(Tasks to carry out):
1. Update the HIV test post starting with "The whole idea" and going on through "I’m proud of.", writing "150 shillings" in place of "100 shillings".
2. In the HIV test post, how long does the writer say they have been celibate?
3. For each statement, say whether it agrees with the HIV test post: (a) The writer woke up at 8 in the morning intending to get tested. (b) The writer's last sexual partner was a current boyfriend. (c) Waiting for the results takes 30 minutes. Answer each with yes or no and quote the deciding words.

(Provided passage):
+++

February 8, 2011 – When was the last time you went for an HIV test? The reason I ask is because that experience has a way of shocking your senses back into proper form in a way you wouldn’t believe.
The whole idea seems pretty manageable when you think about it right? Drive to a VCT centre near you, pay 100 shillings, spend 10 minutes in pre-counselling, 15 minutes of waiting for the results and 5 minutes asking any questions you may have about the whole process.
So I woke up at 8 this morning with the intention of getting tested and ‘getting it over with’. I’ve actually been celibate for the past 3 months which is something I’m proud of.
What I’m not so proud of is the fact that my last sexual partner was my ex-boyfriend who ‘chipsed’ me at 5am one Saturday morning after finding me in the parking lot of Carni waiting for a cab to take me home.
I regretted the hook-up the moment I woke up the next morning. The fact that we weren’t even together at the time made it even worse. Prior to our break-up I had been a typical blind fool in love. Ladies you know what I’m talking about. There’s always one awful relationship in which you throw all caution to the wind. You’re so blinded by love that you think being on the pill is all the protection you need.

+++

(Records supplied):
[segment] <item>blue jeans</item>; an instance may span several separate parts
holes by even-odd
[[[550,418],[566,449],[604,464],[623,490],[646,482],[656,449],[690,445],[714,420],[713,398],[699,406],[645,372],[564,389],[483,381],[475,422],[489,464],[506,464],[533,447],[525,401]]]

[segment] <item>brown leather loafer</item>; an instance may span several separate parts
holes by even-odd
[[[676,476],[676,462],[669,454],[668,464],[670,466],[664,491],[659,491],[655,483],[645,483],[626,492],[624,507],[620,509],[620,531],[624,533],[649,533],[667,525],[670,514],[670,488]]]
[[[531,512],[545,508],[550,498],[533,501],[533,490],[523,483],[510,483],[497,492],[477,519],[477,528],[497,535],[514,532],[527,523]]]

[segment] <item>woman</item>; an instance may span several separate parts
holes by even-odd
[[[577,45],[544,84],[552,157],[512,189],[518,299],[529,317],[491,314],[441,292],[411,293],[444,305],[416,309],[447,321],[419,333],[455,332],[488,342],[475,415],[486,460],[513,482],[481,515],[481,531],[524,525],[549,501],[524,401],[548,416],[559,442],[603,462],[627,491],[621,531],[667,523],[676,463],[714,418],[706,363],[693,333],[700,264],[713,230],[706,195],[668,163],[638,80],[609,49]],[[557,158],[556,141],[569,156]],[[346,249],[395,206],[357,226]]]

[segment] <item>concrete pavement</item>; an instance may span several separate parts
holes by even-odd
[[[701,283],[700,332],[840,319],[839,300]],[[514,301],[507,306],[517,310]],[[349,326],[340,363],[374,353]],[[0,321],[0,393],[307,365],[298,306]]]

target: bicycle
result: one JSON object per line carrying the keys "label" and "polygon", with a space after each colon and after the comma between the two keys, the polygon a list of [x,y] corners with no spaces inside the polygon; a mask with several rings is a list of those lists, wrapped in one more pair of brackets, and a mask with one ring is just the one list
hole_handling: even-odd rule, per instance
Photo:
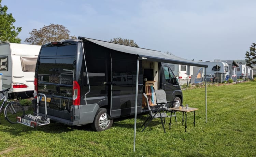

+++

(Answers provided):
1.
The whole idea seems pretty manageable when you think about it right? Drive to a VCT centre near you, pay 150 shillings, spend 10 minutes in pre-counselling, 15 minutes of waiting for the results and 5 minutes asking any questions you may have about the whole process.
So I woke up at 8 this morning with the intention of getting tested and ‘getting it over with’. I’ve actually been celibate for the past 3 months which is something I’m proud of.

2. For the past 3 months.

3.
(a) Yes: "So I woke up at 8 this morning with the intention of getting tested"
(b) No: "my last sexual partner was my ex-boyfriend"
(c) No: "15 minutes of waiting for the results"